• _Exercise inputs_:
= = = = = = =

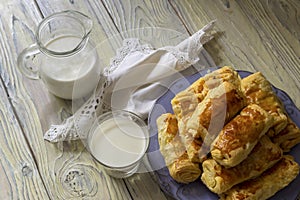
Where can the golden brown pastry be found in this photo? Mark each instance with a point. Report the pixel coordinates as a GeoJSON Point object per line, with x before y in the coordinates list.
{"type": "Point", "coordinates": [219, 179]}
{"type": "Point", "coordinates": [240, 135]}
{"type": "Point", "coordinates": [172, 149]}
{"type": "Point", "coordinates": [266, 185]}
{"type": "Point", "coordinates": [258, 90]}
{"type": "Point", "coordinates": [288, 137]}
{"type": "Point", "coordinates": [185, 102]}
{"type": "Point", "coordinates": [218, 107]}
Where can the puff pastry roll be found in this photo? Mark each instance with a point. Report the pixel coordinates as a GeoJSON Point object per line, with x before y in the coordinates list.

= = = = = = =

• _Work to complete_: Reproduce every line of the items above verbatim, in their original order, leaving out the pictures.

• _Task result_:
Where can the golden brown pastry be found in this photo? Mark each instance with a point. Report the pixel coordinates as a GeoJSON Point object per line, with x before y in the coordinates list.
{"type": "Point", "coordinates": [219, 179]}
{"type": "Point", "coordinates": [240, 135]}
{"type": "Point", "coordinates": [172, 149]}
{"type": "Point", "coordinates": [266, 185]}
{"type": "Point", "coordinates": [258, 90]}
{"type": "Point", "coordinates": [288, 137]}
{"type": "Point", "coordinates": [185, 102]}
{"type": "Point", "coordinates": [218, 107]}
Where can the puff pastry roll be found in this photo? Mark each instance with a point. Report the pixel coordinates as a GeoJSON Point object per line, with x before y in the coordinates list.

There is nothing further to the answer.